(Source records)
.....

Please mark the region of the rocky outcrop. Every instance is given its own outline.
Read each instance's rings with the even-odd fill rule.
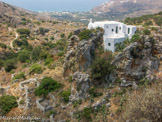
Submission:
[[[75,72],[73,80],[74,82],[71,88],[70,101],[86,98],[88,96],[88,89],[90,88],[89,75],[81,72]]]
[[[132,43],[115,57],[112,64],[117,66],[119,77],[124,79],[121,86],[132,86],[134,81],[143,77],[154,79],[153,72],[159,68],[159,59],[154,51],[160,52],[162,48],[155,48],[155,45],[159,45],[159,40],[141,37],[140,42]]]
[[[80,31],[76,31],[78,34]],[[102,45],[103,32],[92,33],[89,40],[80,40],[77,35],[73,35],[69,40],[67,53],[64,60],[64,76],[70,72],[84,71],[94,59],[95,49],[98,44]]]

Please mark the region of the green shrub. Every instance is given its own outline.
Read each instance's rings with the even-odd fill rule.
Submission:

.....

What to produce.
Each entry is to be given again exactly as it stands, with its pictures removed.

Reply to the exercise.
Please mark the region of the rocky outcrop. Every instance is given its own outline.
Read each instance's rings with the even-odd fill rule.
Submission:
[[[75,72],[73,80],[74,82],[71,88],[70,101],[86,98],[88,96],[88,89],[90,88],[89,75],[81,72]]]
[[[132,43],[115,57],[112,64],[117,66],[119,77],[124,79],[121,86],[132,86],[134,81],[143,77],[154,79],[153,72],[159,68],[159,59],[154,51],[160,52],[162,48],[155,48],[155,45],[159,45],[159,40],[141,37],[140,42]]]
[[[80,31],[76,31],[78,34]],[[102,45],[103,32],[92,33],[89,40],[80,40],[77,35],[73,35],[69,40],[67,53],[64,60],[64,76],[70,72],[84,71],[94,59],[95,49],[98,44]]]

Please mark the region of the green shrub. Every instance is given its own outline.
Read each instance's rings with the even-odd fill rule.
Submission:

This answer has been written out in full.